▸ **Page extract**:
Stay tuned to Part III in the Therapeutic Relationship: Deepening the relationship 

Part I explored common client questions about the therapeutic relationship and reasons for various boundaries. Part II looked at the client’s responsibility in the therapeutic relationship. In this next part we will briefly discuss the deepening of the therapeutic relationship as well as the termination process.

It is said that no two snowflakes are alike. The same goes for EVERY therapeutic relationship. Each relationship has its own dynamic and deepens at its own rate for varied reasons. I believe the biggest factors that foster growth are the client’s trust in the therapist and the therapist’s continued unconditional positive regard.

There are levels of trust. You may be saying “Hey- I completely trust my therapist! I tell them everything!” That could be true. But there are levels. Has your therapist ever made an insight or asked you about something that you felt embarrassed by or caused you to want to side-step the question? Perhaps they got a little too close to something and without even realizing it you put your defenses up. It happens to most people at some point in therapy, no matter how much they trust the therapist. A good therapist will poke and prod a little bit to try and bring your issue to light but will back off if it is too distressing for you and you are absolutely not ready. Rest assured your therapist’s feelings will not be hurt by this: we know and understand that disclosing hurtful and embarrassing information about ourselves is extremely difficult and we will be there for you when you’re ready. 

When you have reached a point where you have absolute trust that your therapist does not judge you negatively and that you can disclose the really tough stuff to them the relationship will deepen and you, the client, will have unstoppable potential. Think of your therapist as a roller coaster platform: a safe and sturdy base with which you can go on a frightening, fun and rewarding journey full of heights and drops and twists, embracing your fears, knowing that there is a safe base you will return to. If you are like me, climbing to the top of the ride to step onto it, chickening out and going down the exit stairs- that’s ok also. The platform (your therapist) will be there, unconditionally and without judgment when you’re ready.

▸ **Your goal**: Reproduce the passage on the therapeutic relationship word for word from "It is said that" to "unconditional positive regard.". The records that follow have no connection to the passage on the therapeutic relationship.

▸ **Excerpted records**:
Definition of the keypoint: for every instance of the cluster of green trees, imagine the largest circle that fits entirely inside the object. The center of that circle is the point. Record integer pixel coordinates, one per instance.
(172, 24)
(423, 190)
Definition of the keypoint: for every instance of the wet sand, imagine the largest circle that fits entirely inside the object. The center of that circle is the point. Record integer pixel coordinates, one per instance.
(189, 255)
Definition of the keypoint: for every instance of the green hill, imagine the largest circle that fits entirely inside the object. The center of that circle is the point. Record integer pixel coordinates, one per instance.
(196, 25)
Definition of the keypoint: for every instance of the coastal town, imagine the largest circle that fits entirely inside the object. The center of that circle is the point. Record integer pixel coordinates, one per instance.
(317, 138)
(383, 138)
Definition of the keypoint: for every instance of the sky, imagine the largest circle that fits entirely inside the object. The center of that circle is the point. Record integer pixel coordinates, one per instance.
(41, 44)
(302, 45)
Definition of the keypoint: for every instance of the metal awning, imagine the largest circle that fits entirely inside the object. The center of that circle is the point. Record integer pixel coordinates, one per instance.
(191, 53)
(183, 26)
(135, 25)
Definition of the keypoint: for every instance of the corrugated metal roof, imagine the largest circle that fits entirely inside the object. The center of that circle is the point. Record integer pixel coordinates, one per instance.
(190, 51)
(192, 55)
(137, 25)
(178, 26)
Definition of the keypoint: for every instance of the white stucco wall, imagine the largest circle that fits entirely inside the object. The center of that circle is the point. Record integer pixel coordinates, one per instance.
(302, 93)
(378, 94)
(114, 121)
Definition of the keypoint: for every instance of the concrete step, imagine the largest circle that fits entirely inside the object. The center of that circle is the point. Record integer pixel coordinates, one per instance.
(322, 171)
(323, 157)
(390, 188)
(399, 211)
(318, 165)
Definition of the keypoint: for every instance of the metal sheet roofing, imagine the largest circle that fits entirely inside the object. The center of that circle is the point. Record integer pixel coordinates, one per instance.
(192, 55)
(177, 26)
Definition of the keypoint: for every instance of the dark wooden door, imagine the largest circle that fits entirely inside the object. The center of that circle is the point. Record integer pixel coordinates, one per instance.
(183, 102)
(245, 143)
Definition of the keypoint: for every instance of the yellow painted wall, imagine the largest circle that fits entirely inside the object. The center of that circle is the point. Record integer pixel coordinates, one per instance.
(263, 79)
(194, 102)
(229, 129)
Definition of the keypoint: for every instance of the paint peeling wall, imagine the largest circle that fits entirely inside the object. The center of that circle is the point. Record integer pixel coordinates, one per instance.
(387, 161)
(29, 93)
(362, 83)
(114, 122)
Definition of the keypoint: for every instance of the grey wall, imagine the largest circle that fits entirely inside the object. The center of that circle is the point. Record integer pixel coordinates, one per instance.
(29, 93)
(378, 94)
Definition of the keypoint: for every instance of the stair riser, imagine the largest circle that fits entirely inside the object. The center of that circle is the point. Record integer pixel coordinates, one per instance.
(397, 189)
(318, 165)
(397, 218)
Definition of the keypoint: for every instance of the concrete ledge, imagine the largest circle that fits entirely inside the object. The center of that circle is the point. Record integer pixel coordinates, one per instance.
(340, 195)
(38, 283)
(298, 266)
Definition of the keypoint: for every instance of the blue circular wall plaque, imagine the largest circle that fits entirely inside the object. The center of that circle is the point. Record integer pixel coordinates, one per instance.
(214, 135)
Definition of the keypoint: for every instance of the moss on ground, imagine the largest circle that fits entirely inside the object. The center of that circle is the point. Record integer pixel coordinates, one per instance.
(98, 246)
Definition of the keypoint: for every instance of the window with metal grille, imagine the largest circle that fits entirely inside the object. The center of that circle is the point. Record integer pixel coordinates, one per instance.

▸ **Exercise response**:
It is said that no two snowflakes are alike. The same goes for EVERY therapeutic relationship. Each relationship has its own dynamic and deepens at its own rate for varied reasons. I believe the biggest factors that foster growth are the client’s trust in the therapist and the therapist’s continued unconditional positive regard.